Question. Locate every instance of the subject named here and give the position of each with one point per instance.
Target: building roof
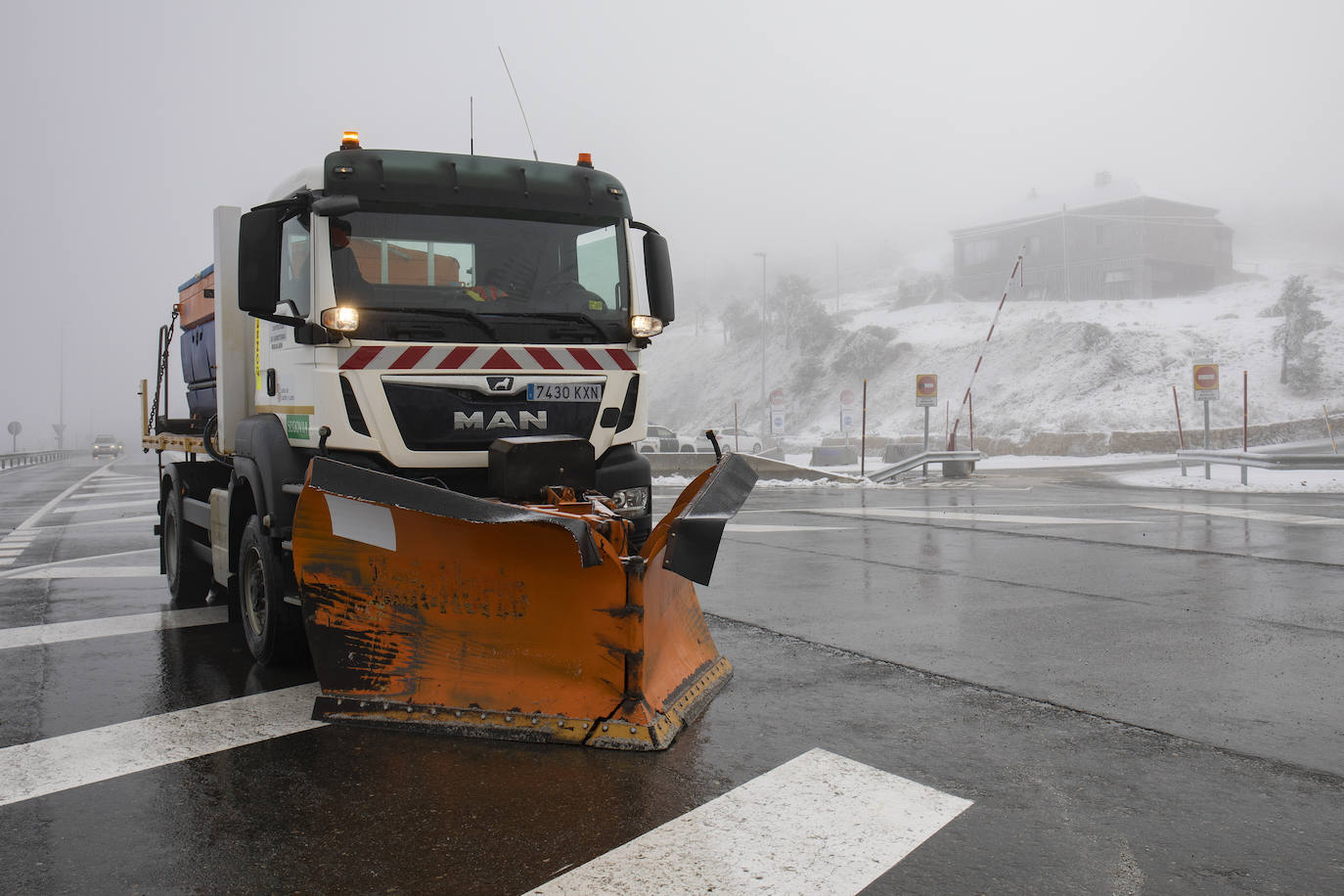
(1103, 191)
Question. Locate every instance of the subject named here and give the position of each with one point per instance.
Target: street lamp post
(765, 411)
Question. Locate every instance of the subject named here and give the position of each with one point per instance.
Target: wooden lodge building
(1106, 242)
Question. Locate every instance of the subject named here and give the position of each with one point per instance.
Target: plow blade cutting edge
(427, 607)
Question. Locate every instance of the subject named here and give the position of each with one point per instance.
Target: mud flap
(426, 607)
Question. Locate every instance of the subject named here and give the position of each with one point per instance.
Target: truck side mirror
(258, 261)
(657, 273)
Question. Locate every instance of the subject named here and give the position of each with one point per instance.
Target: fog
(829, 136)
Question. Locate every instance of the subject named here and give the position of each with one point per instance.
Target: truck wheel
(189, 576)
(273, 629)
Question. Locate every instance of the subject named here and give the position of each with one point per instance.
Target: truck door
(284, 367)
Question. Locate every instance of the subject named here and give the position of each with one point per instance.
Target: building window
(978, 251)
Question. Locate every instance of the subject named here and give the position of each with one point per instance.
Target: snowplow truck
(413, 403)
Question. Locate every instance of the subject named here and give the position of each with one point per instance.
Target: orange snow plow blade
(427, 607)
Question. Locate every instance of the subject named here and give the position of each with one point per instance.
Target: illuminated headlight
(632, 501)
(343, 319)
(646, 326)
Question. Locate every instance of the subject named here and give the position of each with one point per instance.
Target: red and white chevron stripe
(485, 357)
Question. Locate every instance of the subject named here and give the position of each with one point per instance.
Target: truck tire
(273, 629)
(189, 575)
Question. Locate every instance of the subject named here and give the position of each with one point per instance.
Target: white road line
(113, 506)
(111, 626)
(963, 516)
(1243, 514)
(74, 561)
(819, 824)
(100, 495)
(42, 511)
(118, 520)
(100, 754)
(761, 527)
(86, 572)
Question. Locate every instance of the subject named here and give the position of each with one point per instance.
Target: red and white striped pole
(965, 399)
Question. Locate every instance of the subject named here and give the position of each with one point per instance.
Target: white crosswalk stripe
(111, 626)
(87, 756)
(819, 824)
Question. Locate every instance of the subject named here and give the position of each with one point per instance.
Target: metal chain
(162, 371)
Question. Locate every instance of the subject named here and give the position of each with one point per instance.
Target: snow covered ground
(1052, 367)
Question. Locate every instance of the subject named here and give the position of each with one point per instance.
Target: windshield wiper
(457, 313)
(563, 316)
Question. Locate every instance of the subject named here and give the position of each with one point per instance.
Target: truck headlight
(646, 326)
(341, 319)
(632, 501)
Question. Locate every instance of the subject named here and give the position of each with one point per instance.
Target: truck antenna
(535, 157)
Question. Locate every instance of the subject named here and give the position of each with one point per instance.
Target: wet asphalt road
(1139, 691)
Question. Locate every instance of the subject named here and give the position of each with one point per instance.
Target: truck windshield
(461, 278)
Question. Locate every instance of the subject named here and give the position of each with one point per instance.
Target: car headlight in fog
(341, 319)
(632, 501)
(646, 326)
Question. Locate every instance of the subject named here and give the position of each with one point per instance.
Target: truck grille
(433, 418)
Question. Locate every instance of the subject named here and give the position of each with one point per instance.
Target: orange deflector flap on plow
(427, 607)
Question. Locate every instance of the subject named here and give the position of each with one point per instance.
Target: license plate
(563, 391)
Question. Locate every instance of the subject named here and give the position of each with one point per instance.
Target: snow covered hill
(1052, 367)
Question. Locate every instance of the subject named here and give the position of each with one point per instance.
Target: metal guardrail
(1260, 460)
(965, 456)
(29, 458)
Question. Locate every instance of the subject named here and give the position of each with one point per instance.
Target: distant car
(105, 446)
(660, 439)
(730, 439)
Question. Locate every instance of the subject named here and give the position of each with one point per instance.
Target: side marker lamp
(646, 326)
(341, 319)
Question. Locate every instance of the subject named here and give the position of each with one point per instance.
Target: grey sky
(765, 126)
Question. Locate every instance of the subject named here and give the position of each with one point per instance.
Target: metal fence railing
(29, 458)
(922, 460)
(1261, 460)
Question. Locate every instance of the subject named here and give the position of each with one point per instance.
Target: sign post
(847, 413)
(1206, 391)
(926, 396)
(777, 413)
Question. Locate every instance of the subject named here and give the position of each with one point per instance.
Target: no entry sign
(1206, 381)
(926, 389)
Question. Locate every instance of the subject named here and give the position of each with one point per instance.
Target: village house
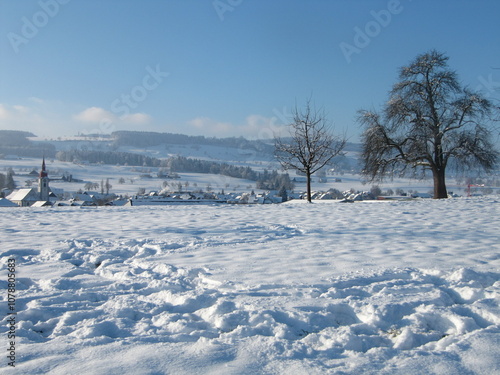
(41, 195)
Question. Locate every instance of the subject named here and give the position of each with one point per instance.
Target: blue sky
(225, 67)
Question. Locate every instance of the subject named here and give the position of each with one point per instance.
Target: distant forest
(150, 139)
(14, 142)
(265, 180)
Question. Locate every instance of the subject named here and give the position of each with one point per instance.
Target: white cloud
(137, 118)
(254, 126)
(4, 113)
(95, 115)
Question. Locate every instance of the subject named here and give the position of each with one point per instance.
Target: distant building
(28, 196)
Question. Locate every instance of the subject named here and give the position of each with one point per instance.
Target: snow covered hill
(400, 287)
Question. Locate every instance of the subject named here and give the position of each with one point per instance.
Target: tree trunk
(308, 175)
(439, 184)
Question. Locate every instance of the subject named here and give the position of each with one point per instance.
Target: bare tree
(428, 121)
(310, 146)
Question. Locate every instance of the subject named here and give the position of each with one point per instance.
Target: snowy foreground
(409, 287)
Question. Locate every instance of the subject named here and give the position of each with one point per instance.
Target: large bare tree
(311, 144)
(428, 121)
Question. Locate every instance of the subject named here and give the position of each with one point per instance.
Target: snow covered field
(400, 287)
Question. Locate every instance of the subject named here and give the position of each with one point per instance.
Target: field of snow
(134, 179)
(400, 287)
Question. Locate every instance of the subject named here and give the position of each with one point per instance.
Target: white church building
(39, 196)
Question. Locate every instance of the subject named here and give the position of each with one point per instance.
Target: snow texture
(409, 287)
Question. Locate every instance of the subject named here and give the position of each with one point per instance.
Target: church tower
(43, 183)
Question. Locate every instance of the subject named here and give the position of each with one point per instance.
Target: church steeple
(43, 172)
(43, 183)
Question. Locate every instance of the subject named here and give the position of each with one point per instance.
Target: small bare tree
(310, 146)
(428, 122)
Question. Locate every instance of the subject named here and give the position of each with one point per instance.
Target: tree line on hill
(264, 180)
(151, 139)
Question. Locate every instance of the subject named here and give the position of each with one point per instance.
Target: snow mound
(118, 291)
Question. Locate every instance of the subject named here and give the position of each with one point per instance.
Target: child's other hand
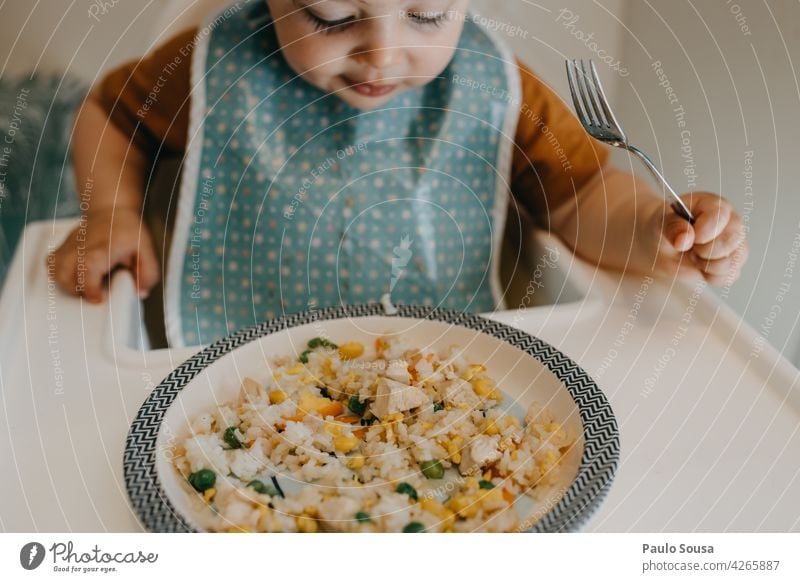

++++

## HOW TO COMPLETE THIS TASK
Pictures aside, repeat every entry exactly as written.

## ANSWER SECTION
Question. Locate every instance of the subject named here and give the position of each with one point per instance.
Target: building roof
(1103, 191)
Question. Locate every instance of the subject named here and give the position of each with one point per instance.
Target: street lamp post
(765, 411)
Question. Locate every instance of the subject named here and give the position of each with one point per instance.
Target: wooden lodge building
(1106, 242)
Question. Locate every instance of the subject named here and give the position of each with one point per instance.
Target: plow blade cutting edge
(427, 607)
Question. Locate every instance of the subject named here and give the position of each with one point per instance.
Target: mud flap
(426, 607)
Question. Locate every instance of the subject named here and give the position of each with one point per instance.
Target: truck side mirror
(258, 261)
(657, 273)
Question. Locate every instance of the subject named here and give the position of each with one point per instance.
Target: fog
(829, 136)
Question. Locate every instance of the subject named here and give the position of each with one point per instance.
Target: truck wheel
(189, 576)
(273, 629)
Question. Locate every instance of the subject named here and give the position of each with one point per instance.
Target: truck door
(284, 367)
Question. Locate every instance of the subject named here and give the position of each with one point per instance.
Target: building window
(978, 251)
Question. Locate every instance of the subject named here and give the position of each with one point per instance.
Target: snowplow truck
(413, 403)
Question. Locate every instance of the subject named here and give the position of each with one point per instance.
Target: orange snow plow blade
(427, 607)
Question. Locate every instance of the subject named here and give the position of each with one point per instance.
Target: illuminated headlight
(632, 501)
(343, 319)
(646, 326)
Question. Locate every instance of the subject named here and give the position of each with one point per instance.
Target: red and white chevron stripe
(485, 357)
Question. Locate every instance of the subject named here and give the position of each with one point per instance.
Target: truck tire
(273, 629)
(189, 575)
Question. Locate every instance of the subject named here and give the position of each with one point per instance.
Target: white road line
(113, 506)
(111, 626)
(963, 516)
(1243, 514)
(74, 561)
(819, 824)
(100, 495)
(42, 511)
(118, 520)
(100, 754)
(761, 527)
(86, 572)
Question. Locate every instance of the subject named here and give the position of each with one point per instance.
Target: red and white striped pole
(965, 399)
Question. Locate every instance of the subject named here and give the position of each with one point per instance.
Target: white crosswalk stripe
(111, 626)
(87, 756)
(819, 824)
Question. Locate every instance of the subject named here and give the position of each with one point per instance.
Target: metal chain
(162, 371)
Question. Locate every instance of the subject named here and give the position of each with one point per instance.
Target: snow covered ground
(1052, 367)
Question. Locate every instance of the subject named here and give the position of each with one point per instance.
Target: windshield wiper
(457, 313)
(563, 316)
Question. Locate every instance of the subject named here and give the position of each with one point per instance.
Target: truck headlight
(646, 326)
(341, 319)
(632, 501)
Question. Locate every instance of the subject named here and give the position of each with one point per instance.
Target: truck antenna
(535, 157)
Question. Locate every instance of the subject named here and give the position of each with one point per instance.
Target: wet asphalt road
(1139, 691)
Question. Locate every instance of the subject named here and give the position of each with one point per instance.
Target: truck windshield
(461, 278)
Question. Locate every instance of the subject named here and give the position of each with one point per instance.
Target: car headlight in fog
(341, 319)
(632, 501)
(646, 326)
Question. Locate every instance of the subject named here and give the position of each with one point per instance.
Target: truck grille
(433, 418)
Question. Locate every instance of the subject named here and give the position of each with one point per instance.
Target: orange deflector flap on plow
(427, 607)
Question. Locate every instance of the subject named here and give the position of each with one point per instance.
Target: license plate
(563, 391)
Question. Locate every instance of the subject named here and give the position of each with one point per instance.
Target: snow covered hill
(1052, 367)
Question. Locate every instance of the subject named here and give the position of each with one point per instance.
Target: metal guardrail
(1260, 460)
(965, 456)
(29, 458)
Question. Locate every instance of the subject named here and give the position of each with one point per instance.
Target: distant car
(105, 446)
(660, 439)
(730, 439)
Question. Locate every instance of the subject named here and give the position of each with one point per instance.
Target: side marker lamp
(646, 326)
(341, 319)
Question. Locate every instance of the subject named here and give the position of each with one point per instance.
Target: grey sky
(765, 126)
Question. Locate every instance of the subject named here and give the position of each with one point per instance.
Target: metal fence railing
(29, 458)
(922, 460)
(1261, 460)
Question. Locate every instance of the subject named here and give the position of each with one point per instance.
Target: sign post
(847, 413)
(1206, 391)
(926, 396)
(777, 413)
Question. Locate every instance of the subject named here and give the position of each with one point per instance.
Target: no entry sign
(1206, 381)
(926, 389)
Question. Locate every instance of the subject named here and give the position of each with one point per instance.
Target: village house
(41, 195)
Question. Locate every instance of the subject named here and give the position of each with one point per instance.
Target: blue sky
(225, 67)
Question. Locate every instance of the subject named here and give the position of each with one point per instance.
Target: distant forest
(150, 139)
(14, 142)
(265, 180)
Question. Locate every instance of the subject named here and give the position of each with one point per instance.
Target: white cloud
(137, 118)
(254, 126)
(4, 113)
(95, 115)
Question. Locate every instance of the subject named here and give the position of each with one point per instance.
Target: distant building
(28, 196)
Question. Locate every instance of the subject named here and give the position of each with one point per instance.
Target: snow covered hill
(400, 287)
Question. Locate every instance of the subject named here and give the position of each with one point per instance.
Target: tree trunk
(308, 175)
(439, 184)
Question. Locate every instance of the subject named here and give the position of each with one point per instance.
Target: bare tree
(428, 121)
(310, 146)
Question. Locate every instance of the subject named here and give the position of each with one point per instance.
Target: snowy foreground
(409, 287)
Question. Locate every instance of the subject named here and give the position of each with one point per instance.
Target: large bare tree
(311, 144)
(428, 121)
Question. Locate every instance of the subject named here and give the position of each with one point per instance.
Target: snow covered field
(400, 287)
Question. Locate every instance of the subject named here and give the position of each with one point per instance.
Target: field of snow
(134, 179)
(400, 287)
Question. Locate every instance of the subject named here and give the position of each with one point per instance.
Target: white church building
(39, 196)
Question. Locate every instance of the subject named here and give the position of each with one point per instance.
Target: snow texture
(409, 287)
Question. Locate every instance of the subject named here and give the position of each with one point per instance.
Target: church tower
(43, 183)
Question. Locate every instance of the subject named here and give the position of each with one point per instance.
Target: church steeple
(43, 172)
(43, 183)
Question. Locate every instance of the subject named here and give the position of each with one point per instance.
Target: small bare tree
(310, 146)
(428, 122)
Question. Locate every instance of the subject named here and give the position of each with one point per instance.
Target: tree line on hill
(264, 180)
(151, 139)
Question. Locate every instance of the subject named here and give the position of each with one point per instance.
Target: snow mound
(118, 291)
Question. Locate every instance of the subject named here and give the position of each with one point per instance.
Target: child's other hand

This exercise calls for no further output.